▸ **About this task**:
Take the material below and reproduce, word for word, only the lines from the line with "Where can the" through the line with "Target: rear wheel".

▸ **Records for this task**:
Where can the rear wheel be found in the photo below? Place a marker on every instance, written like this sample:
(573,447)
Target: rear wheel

==

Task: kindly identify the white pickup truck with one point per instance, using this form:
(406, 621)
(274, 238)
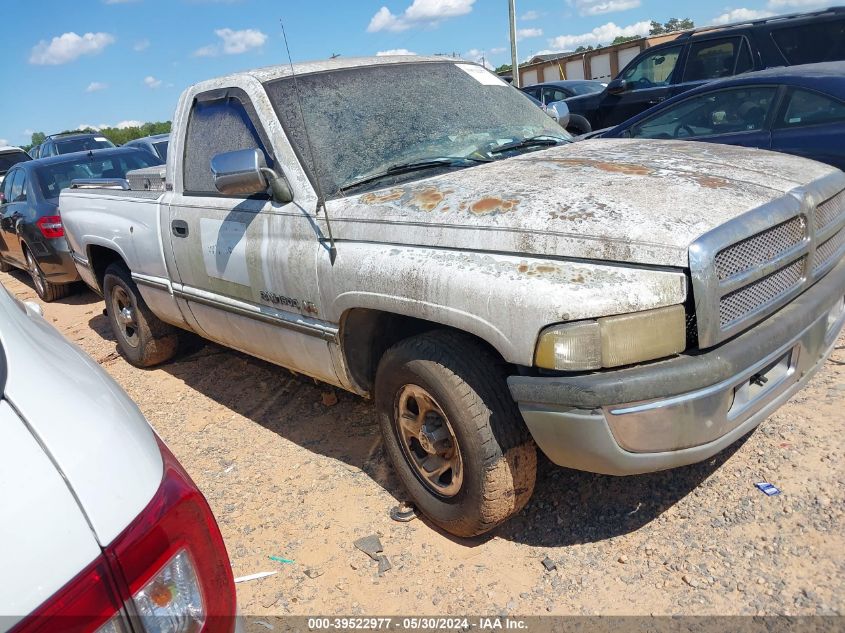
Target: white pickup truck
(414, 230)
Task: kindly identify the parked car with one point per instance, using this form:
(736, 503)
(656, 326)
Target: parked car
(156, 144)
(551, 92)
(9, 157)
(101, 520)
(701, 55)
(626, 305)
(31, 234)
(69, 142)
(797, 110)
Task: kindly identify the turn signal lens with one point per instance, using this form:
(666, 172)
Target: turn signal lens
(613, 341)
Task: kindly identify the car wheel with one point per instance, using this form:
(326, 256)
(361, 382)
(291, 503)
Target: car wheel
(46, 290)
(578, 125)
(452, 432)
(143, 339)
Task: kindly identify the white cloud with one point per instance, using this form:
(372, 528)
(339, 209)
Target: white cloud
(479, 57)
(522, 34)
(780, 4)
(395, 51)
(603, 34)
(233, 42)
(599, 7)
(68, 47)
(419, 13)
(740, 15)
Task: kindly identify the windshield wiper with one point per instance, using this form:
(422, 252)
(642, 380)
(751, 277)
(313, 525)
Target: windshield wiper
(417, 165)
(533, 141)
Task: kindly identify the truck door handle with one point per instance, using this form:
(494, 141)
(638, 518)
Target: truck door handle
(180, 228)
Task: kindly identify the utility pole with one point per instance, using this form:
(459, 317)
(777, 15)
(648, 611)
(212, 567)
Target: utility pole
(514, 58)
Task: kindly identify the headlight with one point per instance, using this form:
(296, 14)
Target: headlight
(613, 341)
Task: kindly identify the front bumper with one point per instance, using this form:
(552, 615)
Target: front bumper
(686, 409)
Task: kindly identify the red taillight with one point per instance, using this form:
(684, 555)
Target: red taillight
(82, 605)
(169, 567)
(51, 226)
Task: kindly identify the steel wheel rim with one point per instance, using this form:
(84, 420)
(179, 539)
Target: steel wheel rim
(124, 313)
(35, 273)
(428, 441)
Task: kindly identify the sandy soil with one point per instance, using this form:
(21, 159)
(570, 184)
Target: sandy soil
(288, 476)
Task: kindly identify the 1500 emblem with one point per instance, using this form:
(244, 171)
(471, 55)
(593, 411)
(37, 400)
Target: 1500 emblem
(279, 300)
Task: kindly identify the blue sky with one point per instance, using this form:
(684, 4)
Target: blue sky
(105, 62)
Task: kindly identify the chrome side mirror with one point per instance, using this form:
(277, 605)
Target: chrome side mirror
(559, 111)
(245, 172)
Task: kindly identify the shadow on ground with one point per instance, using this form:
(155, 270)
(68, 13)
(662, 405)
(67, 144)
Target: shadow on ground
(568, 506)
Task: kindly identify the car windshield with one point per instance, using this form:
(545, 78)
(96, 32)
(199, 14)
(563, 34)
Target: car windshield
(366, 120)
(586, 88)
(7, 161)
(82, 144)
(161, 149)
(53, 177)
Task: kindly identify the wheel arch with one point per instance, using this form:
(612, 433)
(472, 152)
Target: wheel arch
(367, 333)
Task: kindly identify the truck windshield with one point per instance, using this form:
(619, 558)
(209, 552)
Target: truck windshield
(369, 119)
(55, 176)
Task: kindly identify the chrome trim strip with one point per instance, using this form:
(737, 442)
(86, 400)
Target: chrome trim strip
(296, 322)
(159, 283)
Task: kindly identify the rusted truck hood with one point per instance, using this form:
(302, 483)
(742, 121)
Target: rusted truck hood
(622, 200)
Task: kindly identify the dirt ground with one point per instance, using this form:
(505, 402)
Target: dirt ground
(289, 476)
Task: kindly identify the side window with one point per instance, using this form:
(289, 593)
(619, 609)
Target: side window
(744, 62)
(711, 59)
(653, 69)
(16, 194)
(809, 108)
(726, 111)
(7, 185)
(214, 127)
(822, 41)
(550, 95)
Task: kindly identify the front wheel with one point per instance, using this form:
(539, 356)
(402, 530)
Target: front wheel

▸ **Your solution**:
Where can the rear wheel be found in the photo below? Place a marker on every instance, written like this sample:
(573,447)
Target: rear wheel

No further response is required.